**What you are asked to do**
All the data should come back exactly as it was given.
*-*-*
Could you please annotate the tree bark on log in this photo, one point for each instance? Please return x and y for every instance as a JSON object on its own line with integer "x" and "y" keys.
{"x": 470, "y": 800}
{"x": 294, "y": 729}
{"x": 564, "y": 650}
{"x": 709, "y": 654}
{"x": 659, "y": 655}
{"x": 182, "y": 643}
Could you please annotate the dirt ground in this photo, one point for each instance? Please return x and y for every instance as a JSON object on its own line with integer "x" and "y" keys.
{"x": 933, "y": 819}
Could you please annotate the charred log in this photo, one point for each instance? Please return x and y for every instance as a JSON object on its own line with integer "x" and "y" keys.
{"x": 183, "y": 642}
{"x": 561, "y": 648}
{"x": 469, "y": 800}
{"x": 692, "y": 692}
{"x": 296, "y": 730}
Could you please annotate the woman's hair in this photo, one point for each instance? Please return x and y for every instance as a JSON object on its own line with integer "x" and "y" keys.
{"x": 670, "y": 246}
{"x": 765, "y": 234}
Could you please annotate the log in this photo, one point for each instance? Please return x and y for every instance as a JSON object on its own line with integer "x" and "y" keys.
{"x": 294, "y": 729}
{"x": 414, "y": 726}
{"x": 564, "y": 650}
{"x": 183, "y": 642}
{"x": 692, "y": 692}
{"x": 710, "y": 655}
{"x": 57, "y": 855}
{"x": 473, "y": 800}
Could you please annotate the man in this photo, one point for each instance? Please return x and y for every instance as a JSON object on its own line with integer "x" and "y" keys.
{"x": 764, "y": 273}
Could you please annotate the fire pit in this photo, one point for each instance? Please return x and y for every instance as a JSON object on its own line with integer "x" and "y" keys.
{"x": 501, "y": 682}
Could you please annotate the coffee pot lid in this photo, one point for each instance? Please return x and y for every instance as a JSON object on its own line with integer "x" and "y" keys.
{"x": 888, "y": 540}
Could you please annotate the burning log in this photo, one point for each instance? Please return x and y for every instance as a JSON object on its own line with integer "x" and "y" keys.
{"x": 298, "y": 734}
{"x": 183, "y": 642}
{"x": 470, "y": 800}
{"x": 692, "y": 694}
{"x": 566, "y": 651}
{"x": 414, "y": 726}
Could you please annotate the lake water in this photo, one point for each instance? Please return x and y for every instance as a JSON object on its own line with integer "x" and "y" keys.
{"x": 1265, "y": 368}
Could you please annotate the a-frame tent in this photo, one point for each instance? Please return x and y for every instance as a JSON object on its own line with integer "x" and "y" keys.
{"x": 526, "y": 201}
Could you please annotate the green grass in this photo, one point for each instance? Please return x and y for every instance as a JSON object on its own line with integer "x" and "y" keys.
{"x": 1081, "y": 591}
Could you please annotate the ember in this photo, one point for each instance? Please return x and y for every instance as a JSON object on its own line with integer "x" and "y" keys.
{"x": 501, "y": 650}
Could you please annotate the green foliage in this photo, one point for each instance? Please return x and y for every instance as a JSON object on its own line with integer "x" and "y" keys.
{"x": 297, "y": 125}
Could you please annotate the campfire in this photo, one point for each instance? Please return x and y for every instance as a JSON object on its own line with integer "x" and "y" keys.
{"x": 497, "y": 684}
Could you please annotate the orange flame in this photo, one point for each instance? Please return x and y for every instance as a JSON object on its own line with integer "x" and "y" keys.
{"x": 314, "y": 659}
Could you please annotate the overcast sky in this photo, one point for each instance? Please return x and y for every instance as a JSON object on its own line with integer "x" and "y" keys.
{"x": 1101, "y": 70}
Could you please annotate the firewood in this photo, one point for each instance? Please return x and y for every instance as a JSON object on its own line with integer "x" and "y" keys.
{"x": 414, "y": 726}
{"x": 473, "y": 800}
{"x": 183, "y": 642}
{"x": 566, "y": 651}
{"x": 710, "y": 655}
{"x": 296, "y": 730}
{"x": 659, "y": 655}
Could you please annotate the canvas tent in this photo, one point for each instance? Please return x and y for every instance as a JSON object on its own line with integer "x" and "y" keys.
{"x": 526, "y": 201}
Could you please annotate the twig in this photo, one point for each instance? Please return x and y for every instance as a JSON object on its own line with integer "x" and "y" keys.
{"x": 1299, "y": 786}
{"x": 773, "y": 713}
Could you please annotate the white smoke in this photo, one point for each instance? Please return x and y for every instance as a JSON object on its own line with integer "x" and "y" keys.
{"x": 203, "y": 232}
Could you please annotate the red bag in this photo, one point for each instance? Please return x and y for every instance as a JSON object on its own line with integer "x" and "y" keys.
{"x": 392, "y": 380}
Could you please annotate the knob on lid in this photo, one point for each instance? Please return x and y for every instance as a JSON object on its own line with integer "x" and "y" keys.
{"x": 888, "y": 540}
*-*-*
**Response for this exercise**
Could you please annotate the tree bark on log in this photo, one point for each instance? Please return x and y for every instance as a JSON object on its own line with integer "x" and "y" keys.
{"x": 470, "y": 800}
{"x": 294, "y": 729}
{"x": 564, "y": 650}
{"x": 709, "y": 654}
{"x": 659, "y": 655}
{"x": 182, "y": 643}
Could you please annotate the dirt ground in this photo, one point for each instance? Please return x and y for every instance as a JSON object on its own line with integer "x" and "y" keys.
{"x": 933, "y": 819}
Could you please annotate the charred log in this photo, one point for each instance? Please return x and y for every instance as a JSON object on its own line with integer "x" and "y" keys.
{"x": 183, "y": 642}
{"x": 561, "y": 648}
{"x": 469, "y": 800}
{"x": 692, "y": 692}
{"x": 296, "y": 730}
Could you please annotate the woman's hair in this photo, one point for each instance? Please return x and y for every instance as a JSON object on its own line with integer "x" and "y" keys.
{"x": 670, "y": 246}
{"x": 765, "y": 234}
Could you please annotate the log in this photo, one point for each instance? Please return x and y for every instance as a JSON object on its own line with integer "x" and "y" keys.
{"x": 294, "y": 729}
{"x": 414, "y": 726}
{"x": 564, "y": 650}
{"x": 183, "y": 642}
{"x": 692, "y": 692}
{"x": 710, "y": 655}
{"x": 57, "y": 855}
{"x": 473, "y": 800}
Could you please annotate the man in this photo, one point for each instance? Please return x and y for every instance as a JSON object on its own line with integer "x" and "y" keys.
{"x": 764, "y": 273}
Could you please annotate the fire pit in this photo, one point for each instance? Please return x and y for every instance as a JSON object on its own line with integer "x" and "y" keys.
{"x": 501, "y": 682}
Could you please annotate the coffee pot lid in this photo, one point for each instance? Please return x and y for every instance as a JSON object on its own line with integer "x" and "y" keys.
{"x": 888, "y": 540}
Could you please annotate the burning log in this photo, one point for each instance? Please return x and y for every instance as a JSON object on its own line with integer "x" and "y" keys.
{"x": 298, "y": 734}
{"x": 183, "y": 642}
{"x": 470, "y": 800}
{"x": 692, "y": 694}
{"x": 566, "y": 651}
{"x": 414, "y": 726}
Could you please annotate the lake water in this photo, one point for each instance? Please return x and y for every instance as a JSON object on its own line with integer "x" and "y" keys.
{"x": 1265, "y": 368}
Could you please annotate the a-frame tent in this photo, one point for each instance? Please return x and y for every instance as a JSON object on its own line with integer "x" and "y" keys.
{"x": 526, "y": 201}
Could you please annotate the green grass in this photo, one point for each instance? Please return x and y for every instance as a JSON object on its own line with integer "x" and "y" keys.
{"x": 1081, "y": 591}
Could you please annotate the ember in this photo, one point for each instance? Please return x and y for every instance as a JSON object on its own line with integer "x" and "y" keys.
{"x": 501, "y": 650}
Could you please annotate the green foliage in this photo, one point for each instance? Please return x and y for every instance as a JSON object on its own line with integer "x" and "y" keys.
{"x": 297, "y": 125}
Could you please annotate the campfire in this photo, one point for each instance? Please return x and y for every instance as a JSON object on its own line with integer "x" and "y" keys.
{"x": 497, "y": 684}
Could you please annotate the orange flame in this photo, one point for each instance? Please return x and y for every instance as a JSON object on its own line with integer "x" and "y" keys.
{"x": 314, "y": 659}
Could you please annotate the overcast sky in this photo, one point for each instance? Please return x and y for every instance as a JSON object on its own line with integer "x" and "y" keys.
{"x": 1101, "y": 70}
Could you please annotate the firewood in this photo, one point for each instance? Please return x and y for every instance as a JSON object on its own line with integer "x" and "y" keys.
{"x": 414, "y": 726}
{"x": 473, "y": 800}
{"x": 183, "y": 642}
{"x": 566, "y": 651}
{"x": 710, "y": 655}
{"x": 296, "y": 730}
{"x": 659, "y": 655}
Could you please annotate the canvas tent in this photo, one point for each instance? Please return x and y for every instance as a JSON object on its own line with integer "x" and "y" keys.
{"x": 526, "y": 201}
Could you please annotate the twig in this photo, one point for each instance? Please return x and y for every instance as a JSON object on its own line with integer "x" and "y" keys.
{"x": 1299, "y": 786}
{"x": 773, "y": 713}
Could you please annotate the white smoke in this photo, one point for each instance? Please return x and y for every instance as a JSON object on its own line with integer "x" and "y" keys.
{"x": 203, "y": 232}
Could you please annotate the red bag in this photo, one point for each instance? Please return x and y for every instance as a JSON object on its own line with integer "x" and "y" keys.
{"x": 392, "y": 380}
Could you please annotate the knob on lid in this photo, one point for each instance? Please return x and y for every instance as a JSON object on its own line with integer "x" and "y" keys.
{"x": 888, "y": 540}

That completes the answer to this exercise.